Segmentation labeling records
==================================================
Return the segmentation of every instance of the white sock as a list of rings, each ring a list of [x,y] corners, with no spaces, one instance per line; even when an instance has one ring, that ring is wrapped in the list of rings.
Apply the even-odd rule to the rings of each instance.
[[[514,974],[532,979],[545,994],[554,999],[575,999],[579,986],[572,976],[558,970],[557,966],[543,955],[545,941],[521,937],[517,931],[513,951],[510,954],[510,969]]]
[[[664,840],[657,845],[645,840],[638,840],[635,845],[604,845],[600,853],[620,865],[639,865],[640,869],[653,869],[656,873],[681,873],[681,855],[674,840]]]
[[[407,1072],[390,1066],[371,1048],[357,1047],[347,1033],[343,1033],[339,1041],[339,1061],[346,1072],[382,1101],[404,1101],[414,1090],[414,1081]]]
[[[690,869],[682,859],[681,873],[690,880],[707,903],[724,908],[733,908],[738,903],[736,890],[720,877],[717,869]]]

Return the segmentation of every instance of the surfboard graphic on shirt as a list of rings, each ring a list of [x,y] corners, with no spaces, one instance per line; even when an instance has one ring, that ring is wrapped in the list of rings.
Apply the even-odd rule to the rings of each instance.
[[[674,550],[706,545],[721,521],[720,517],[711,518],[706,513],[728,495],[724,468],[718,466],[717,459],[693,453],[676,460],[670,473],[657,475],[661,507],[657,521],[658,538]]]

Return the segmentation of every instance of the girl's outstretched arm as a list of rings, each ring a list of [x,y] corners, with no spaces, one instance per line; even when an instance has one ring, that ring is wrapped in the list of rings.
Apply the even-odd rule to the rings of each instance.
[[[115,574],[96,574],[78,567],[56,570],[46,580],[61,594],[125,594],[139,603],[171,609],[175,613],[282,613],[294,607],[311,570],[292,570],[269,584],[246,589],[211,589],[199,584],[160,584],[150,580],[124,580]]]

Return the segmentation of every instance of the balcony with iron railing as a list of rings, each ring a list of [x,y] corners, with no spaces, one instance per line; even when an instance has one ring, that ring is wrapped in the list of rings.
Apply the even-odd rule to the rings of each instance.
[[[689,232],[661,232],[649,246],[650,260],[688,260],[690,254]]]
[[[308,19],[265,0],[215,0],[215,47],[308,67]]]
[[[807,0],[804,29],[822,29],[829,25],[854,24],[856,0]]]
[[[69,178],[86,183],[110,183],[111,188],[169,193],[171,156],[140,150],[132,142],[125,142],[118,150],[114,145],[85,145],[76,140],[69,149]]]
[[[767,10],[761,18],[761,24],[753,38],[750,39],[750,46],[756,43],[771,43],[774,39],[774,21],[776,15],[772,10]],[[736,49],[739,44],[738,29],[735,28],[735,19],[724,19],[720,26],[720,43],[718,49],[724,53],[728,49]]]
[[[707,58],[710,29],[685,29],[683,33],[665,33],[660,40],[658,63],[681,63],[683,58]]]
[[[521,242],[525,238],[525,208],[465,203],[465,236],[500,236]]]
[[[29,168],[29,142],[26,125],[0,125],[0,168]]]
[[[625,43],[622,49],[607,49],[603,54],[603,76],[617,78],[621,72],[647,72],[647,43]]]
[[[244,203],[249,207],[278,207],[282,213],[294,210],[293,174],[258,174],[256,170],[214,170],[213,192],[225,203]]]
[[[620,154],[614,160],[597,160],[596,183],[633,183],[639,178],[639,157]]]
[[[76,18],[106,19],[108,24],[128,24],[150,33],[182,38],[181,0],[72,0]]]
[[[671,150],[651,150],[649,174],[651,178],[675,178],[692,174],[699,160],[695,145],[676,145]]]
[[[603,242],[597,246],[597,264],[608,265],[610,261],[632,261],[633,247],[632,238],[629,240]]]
==================================================
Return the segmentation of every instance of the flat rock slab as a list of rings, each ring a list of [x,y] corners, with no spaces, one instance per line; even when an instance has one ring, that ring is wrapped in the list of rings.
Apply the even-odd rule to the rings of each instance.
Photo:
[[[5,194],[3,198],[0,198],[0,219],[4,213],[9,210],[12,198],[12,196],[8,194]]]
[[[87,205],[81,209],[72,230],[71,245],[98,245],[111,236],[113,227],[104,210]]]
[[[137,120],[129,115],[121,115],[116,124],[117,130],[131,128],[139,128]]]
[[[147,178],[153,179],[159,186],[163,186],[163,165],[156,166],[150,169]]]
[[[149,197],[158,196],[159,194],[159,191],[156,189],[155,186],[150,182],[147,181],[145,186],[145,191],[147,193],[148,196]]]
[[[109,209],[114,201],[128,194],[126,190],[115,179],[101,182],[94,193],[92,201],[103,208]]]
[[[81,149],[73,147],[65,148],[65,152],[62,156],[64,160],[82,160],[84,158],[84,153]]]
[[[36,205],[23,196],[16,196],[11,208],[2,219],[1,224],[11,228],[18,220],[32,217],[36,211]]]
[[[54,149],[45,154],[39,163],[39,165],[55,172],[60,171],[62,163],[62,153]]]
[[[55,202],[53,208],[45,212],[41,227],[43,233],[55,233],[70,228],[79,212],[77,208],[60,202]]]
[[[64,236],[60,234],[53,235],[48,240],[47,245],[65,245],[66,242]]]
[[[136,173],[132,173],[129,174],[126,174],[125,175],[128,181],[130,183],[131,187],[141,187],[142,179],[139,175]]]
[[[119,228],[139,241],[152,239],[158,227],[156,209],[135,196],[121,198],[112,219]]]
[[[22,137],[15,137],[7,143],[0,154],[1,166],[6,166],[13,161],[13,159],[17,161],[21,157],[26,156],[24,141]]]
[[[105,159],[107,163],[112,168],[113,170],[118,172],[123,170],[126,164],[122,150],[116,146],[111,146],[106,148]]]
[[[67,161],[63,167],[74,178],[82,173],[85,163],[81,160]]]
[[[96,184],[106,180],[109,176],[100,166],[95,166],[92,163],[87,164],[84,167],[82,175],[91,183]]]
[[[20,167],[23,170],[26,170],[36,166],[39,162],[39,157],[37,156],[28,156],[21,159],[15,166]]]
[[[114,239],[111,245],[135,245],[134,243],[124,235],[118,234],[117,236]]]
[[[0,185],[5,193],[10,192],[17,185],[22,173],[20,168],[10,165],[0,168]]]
==================================================
Count the lines of the records above that contain the string "when", matching case exactly. Reply with the number alone.

5